**What to work on:** Scan the entries that follow for the word "Where", then report every line in which it appears.

**Task inputs:**
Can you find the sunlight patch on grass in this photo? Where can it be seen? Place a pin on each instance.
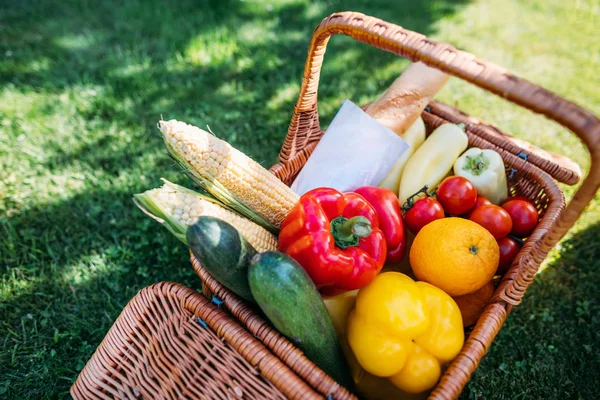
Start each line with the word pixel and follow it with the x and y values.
pixel 285 94
pixel 75 42
pixel 213 48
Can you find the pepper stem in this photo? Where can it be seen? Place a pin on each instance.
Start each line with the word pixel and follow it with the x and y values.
pixel 477 164
pixel 347 232
pixel 410 201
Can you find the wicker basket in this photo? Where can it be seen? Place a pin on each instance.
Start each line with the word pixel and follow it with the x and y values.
pixel 147 338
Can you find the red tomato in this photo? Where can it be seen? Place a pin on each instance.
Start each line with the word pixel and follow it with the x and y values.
pixel 457 195
pixel 508 251
pixel 424 211
pixel 493 218
pixel 481 201
pixel 524 216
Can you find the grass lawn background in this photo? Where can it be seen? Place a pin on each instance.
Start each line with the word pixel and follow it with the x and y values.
pixel 83 83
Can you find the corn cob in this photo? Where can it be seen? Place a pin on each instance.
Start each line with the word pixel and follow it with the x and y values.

**Answer area:**
Can you find the sunlight patch on grass in this photo? Where can it be seen? Place a pin on each instance.
Can you find the pepper stem in this photo? Where can it be seen? Place a pin on each instance.
Can you find the wicker basket in this photo? Where can it be seen? Place a pin on each instance.
Can you find the red tomato in this photo? Where can it be seen? Place a pin on each instance.
Can you find the grass lawn background in this photo? Where can it be seen? Place a pin on each instance.
Can you find the corn cob in this photo? Where can it be seen? Place a pin on each instance.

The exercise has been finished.